++++ DATA FOR THIS TASK ++++

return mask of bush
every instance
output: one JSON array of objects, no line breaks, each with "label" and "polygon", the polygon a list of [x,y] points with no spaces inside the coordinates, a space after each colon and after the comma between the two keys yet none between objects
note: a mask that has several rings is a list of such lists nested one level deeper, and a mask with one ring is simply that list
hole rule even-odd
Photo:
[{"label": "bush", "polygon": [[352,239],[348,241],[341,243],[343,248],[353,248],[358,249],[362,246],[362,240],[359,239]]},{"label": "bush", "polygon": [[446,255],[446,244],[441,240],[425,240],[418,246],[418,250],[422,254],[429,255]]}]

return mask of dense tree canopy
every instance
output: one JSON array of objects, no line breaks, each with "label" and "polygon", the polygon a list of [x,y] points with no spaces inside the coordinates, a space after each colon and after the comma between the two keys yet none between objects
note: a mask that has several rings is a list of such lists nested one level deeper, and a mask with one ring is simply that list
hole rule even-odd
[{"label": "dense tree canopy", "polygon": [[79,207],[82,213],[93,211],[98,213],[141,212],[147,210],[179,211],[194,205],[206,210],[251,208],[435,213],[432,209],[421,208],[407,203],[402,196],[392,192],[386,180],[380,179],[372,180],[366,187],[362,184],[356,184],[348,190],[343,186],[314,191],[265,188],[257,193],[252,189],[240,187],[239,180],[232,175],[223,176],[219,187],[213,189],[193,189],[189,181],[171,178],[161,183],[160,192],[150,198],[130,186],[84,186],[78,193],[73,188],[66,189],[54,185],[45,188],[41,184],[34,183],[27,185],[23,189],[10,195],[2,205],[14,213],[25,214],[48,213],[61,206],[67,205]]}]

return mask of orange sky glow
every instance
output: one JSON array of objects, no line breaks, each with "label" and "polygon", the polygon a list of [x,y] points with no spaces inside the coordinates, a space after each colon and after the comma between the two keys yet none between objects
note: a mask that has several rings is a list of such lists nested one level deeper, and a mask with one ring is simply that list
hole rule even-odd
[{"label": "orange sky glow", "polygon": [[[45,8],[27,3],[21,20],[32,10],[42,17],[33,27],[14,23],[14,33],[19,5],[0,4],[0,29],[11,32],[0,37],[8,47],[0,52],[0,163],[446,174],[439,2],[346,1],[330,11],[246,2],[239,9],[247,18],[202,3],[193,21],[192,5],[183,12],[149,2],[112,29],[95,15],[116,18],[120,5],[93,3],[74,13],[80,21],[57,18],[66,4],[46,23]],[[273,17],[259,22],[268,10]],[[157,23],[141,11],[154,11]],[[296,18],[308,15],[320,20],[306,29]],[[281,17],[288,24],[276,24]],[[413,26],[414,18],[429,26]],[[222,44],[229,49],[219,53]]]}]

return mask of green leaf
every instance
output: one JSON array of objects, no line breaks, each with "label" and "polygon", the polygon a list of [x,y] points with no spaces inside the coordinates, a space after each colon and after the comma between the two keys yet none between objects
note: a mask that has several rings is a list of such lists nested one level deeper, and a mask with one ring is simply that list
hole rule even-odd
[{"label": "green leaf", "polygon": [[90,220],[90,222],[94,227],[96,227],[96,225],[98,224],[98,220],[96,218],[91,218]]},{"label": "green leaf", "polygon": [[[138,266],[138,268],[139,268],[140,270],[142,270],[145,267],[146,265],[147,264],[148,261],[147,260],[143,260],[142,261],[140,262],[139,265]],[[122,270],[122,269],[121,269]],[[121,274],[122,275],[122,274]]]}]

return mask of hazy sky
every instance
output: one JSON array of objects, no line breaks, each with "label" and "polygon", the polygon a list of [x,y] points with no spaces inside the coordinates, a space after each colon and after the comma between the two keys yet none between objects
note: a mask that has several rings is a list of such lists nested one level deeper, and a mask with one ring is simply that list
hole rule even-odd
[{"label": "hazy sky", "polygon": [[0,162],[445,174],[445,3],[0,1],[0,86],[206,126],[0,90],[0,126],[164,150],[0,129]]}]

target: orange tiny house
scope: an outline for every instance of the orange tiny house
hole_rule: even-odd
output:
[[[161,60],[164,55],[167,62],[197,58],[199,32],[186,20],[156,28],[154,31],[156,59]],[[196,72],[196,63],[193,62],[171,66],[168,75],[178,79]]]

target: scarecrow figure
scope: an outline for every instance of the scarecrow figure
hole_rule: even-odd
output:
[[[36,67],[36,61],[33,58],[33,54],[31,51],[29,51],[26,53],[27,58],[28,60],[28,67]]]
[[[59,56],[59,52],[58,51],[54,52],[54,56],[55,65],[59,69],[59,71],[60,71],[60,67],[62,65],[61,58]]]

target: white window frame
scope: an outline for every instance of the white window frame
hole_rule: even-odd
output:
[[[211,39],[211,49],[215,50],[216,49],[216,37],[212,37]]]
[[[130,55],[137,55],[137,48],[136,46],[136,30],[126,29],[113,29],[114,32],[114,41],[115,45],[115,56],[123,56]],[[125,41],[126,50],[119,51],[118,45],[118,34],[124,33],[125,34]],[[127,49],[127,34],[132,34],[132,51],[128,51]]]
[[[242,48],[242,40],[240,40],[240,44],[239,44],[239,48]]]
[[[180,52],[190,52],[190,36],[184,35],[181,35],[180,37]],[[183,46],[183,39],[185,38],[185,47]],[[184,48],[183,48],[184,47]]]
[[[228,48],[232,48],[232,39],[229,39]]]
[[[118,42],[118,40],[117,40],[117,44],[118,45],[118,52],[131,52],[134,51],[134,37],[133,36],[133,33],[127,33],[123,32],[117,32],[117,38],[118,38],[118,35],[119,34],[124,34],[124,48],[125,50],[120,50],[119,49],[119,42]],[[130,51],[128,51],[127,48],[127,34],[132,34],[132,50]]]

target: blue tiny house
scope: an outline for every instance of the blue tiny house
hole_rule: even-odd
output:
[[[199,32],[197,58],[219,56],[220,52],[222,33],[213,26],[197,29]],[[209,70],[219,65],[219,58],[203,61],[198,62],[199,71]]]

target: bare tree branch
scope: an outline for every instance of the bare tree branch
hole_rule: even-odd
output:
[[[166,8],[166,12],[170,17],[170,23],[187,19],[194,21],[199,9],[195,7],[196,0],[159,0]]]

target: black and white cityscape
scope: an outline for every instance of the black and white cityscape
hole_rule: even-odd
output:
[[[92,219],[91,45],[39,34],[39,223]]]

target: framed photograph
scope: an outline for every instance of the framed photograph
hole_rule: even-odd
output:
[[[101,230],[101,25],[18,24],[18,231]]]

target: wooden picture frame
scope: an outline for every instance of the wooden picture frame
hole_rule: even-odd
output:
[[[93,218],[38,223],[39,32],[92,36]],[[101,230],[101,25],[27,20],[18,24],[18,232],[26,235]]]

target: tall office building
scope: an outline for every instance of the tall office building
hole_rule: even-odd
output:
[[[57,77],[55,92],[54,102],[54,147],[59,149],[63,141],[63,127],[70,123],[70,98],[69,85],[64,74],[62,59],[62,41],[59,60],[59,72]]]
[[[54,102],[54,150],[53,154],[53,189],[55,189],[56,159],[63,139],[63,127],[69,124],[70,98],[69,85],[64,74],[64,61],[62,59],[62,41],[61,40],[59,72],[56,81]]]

++++

:: STATED GOAL ::
Please swap "even-odd" for "nonzero" everywhere it appears in the items above, and write them out again with everything else unchanged.

:: TASK ANSWER ::
return mask of bush
every instance
output: one JSON array of objects, no line breaks, each with "label" and "polygon", the polygon a list of [x,y] points with no spaces inside the coordinates, a space after each colon and after the comma between the two keys yet none between objects
note: a mask that has several rings is a list of such lists nested one level deeper, and a mask with one ring is simply that list
hole rule nonzero
Photo:
[{"label": "bush", "polygon": [[352,239],[348,241],[341,243],[343,248],[353,248],[358,249],[362,246],[362,240],[359,239]]},{"label": "bush", "polygon": [[446,255],[446,244],[441,240],[425,240],[418,246],[418,250],[422,254],[429,255]]}]

return mask of dense tree canopy
every instance
output: one JSON array of objects, no line breaks, each with "label" and "polygon", the polygon a list of [x,y] points with no spaces inside the coordinates, a space after each colon and after the comma between the two keys yet none between objects
note: a mask that has several rings is a list of such lists nested one level deeper, and a mask with one ring is simply that list
hole rule nonzero
[{"label": "dense tree canopy", "polygon": [[79,207],[82,213],[93,211],[98,213],[141,212],[147,210],[179,211],[194,205],[206,210],[251,208],[435,213],[432,209],[421,208],[407,203],[402,196],[392,192],[386,180],[380,179],[372,180],[366,187],[362,184],[356,184],[348,190],[343,186],[314,191],[265,188],[257,193],[252,189],[240,187],[239,180],[232,175],[223,176],[219,187],[213,189],[193,189],[189,181],[171,178],[161,183],[160,192],[150,198],[130,186],[84,186],[78,193],[73,188],[66,189],[54,185],[45,188],[41,184],[34,183],[27,185],[23,189],[10,195],[2,205],[14,213],[25,214],[48,213],[61,206],[67,205]]}]

return mask of orange sky glow
every instance
output: one JSON array of objects, no line breaks, each with "label" and "polygon", the polygon a list of [x,y] points with no spaces inside the coordinates, a space after each colon and after the comma between the two keys yet none between objects
note: a mask that has several rings is a list of such lists nested one level deeper, and a mask with one ring is simply that list
hole rule nonzero
[{"label": "orange sky glow", "polygon": [[[45,8],[27,3],[21,20],[32,10],[42,17],[33,27],[14,23],[14,33],[19,5],[0,4],[0,29],[11,32],[0,37],[8,47],[0,52],[0,163],[446,174],[439,2],[346,1],[330,11],[246,2],[239,9],[247,18],[202,3],[193,21],[192,5],[183,12],[149,2],[112,29],[95,15],[116,18],[120,5],[93,3],[74,13],[80,21],[57,18],[66,4],[46,23]],[[273,17],[259,22],[268,10]],[[157,23],[141,11],[154,11]],[[296,18],[308,15],[320,20],[306,29]],[[281,17],[288,24],[276,24]],[[413,26],[414,18],[429,26]],[[222,44],[229,49],[219,53]]]}]

return mask of green leaf
every instance
output: one JSON array of objects, no line breaks, each with "label" and "polygon", the polygon a list of [x,y] points with no spaces inside the coordinates, a space after each colon and after the comma between the two keys yet none between objects
note: a mask that has several rings is a list of such lists nested one level deeper, and a mask with one ring is simply that list
hole rule nonzero
[{"label": "green leaf", "polygon": [[90,220],[90,222],[94,227],[96,227],[96,225],[98,224],[98,220],[96,218],[91,218]]},{"label": "green leaf", "polygon": [[[138,266],[138,268],[139,268],[140,270],[142,270],[145,267],[146,265],[147,264],[148,261],[147,260],[143,260],[142,261],[140,262],[139,265]],[[122,270],[122,269],[121,269]],[[121,274],[122,275],[122,274]]]}]

return mask of hazy sky
every instance
output: one JSON array of objects, no line breaks, each with "label" and "polygon", the polygon a list of [x,y] points with no spaces inside the coordinates, a space after each colon and after the comma between the two keys yet none between objects
note: a mask that has several rings is a list of such lists nested one level deeper, and a mask with one ring is simply that list
hole rule nonzero
[{"label": "hazy sky", "polygon": [[0,162],[445,174],[445,3],[0,1],[0,86],[206,126],[0,90],[0,126],[164,150],[0,129]]}]

target: orange tiny house
scope: an outline for every instance of the orange tiny house
hole_rule: nonzero
output:
[[[161,60],[164,55],[167,62],[197,58],[199,32],[186,20],[156,28],[154,31],[156,59]],[[196,72],[196,63],[193,62],[171,66],[168,75],[178,79]]]

target: scarecrow figure
scope: an outline for every instance of the scarecrow figure
hole_rule: nonzero
output:
[[[36,67],[36,61],[33,58],[33,54],[31,51],[29,51],[26,53],[27,58],[28,60],[28,67]]]
[[[59,56],[59,52],[58,51],[54,52],[54,56],[55,65],[59,69],[59,71],[60,71],[60,67],[62,65],[61,58]]]

target: white window frame
scope: an outline for every instance of the white window frame
hole_rule: nonzero
output:
[[[211,39],[211,49],[215,50],[216,49],[216,37],[212,37]]]
[[[130,55],[137,55],[137,48],[136,46],[136,30],[126,29],[113,29],[114,32],[114,41],[115,45],[115,56],[123,56]],[[125,41],[126,50],[119,51],[118,45],[118,34],[124,33],[125,34]],[[127,49],[127,34],[132,34],[132,51],[128,51]]]
[[[242,48],[242,40],[240,40],[240,44],[239,44],[239,48]]]
[[[180,52],[190,52],[190,36],[184,35],[181,35],[180,37]],[[183,46],[183,39],[185,38],[185,47]],[[184,48],[183,48],[184,47]]]
[[[228,48],[232,48],[232,39],[229,39]]]
[[[118,42],[118,40],[117,40],[117,44],[118,45],[118,52],[131,52],[134,51],[134,37],[133,36],[133,33],[127,33],[123,32],[117,32],[117,38],[118,38],[118,35],[119,34],[124,34],[124,48],[125,50],[120,50],[119,49],[119,42]],[[130,51],[128,51],[127,48],[127,34],[132,34],[132,50]]]

target: blue tiny house
scope: an outline for every instance of the blue tiny house
hole_rule: nonzero
output:
[[[199,32],[197,58],[219,56],[220,52],[222,33],[213,26],[197,29]],[[209,70],[219,65],[219,58],[203,61],[198,62],[199,71]]]

target: bare tree branch
scope: an outline for every instance of the bare tree branch
hole_rule: nonzero
output:
[[[166,8],[166,12],[170,17],[170,23],[187,19],[194,21],[199,9],[195,7],[196,0],[159,0]]]

target: black and white cityscape
scope: an outline for every instance of the black and white cityscape
hole_rule: nonzero
output:
[[[92,219],[91,45],[39,34],[39,223]]]

target: framed photograph
scope: an outline for every instance of the framed photograph
hole_rule: nonzero
output:
[[[101,230],[101,25],[18,24],[18,231]]]

target: wooden picture frame
scope: an outline for every instance of the wooden picture frame
hole_rule: nonzero
output:
[[[93,218],[38,223],[39,32],[92,36]],[[101,230],[101,25],[27,20],[18,24],[18,232],[26,235]]]

target: tall office building
scope: an outline for every instance of the tall office building
hole_rule: nonzero
output:
[[[57,77],[55,92],[54,102],[54,147],[59,149],[63,141],[63,127],[70,123],[70,98],[69,85],[64,74],[62,59],[62,41],[59,60],[59,72]]]
[[[54,102],[54,150],[53,154],[53,189],[55,189],[56,159],[63,139],[63,127],[69,124],[70,98],[69,85],[64,74],[64,61],[62,59],[62,41],[61,40],[59,72],[56,81]]]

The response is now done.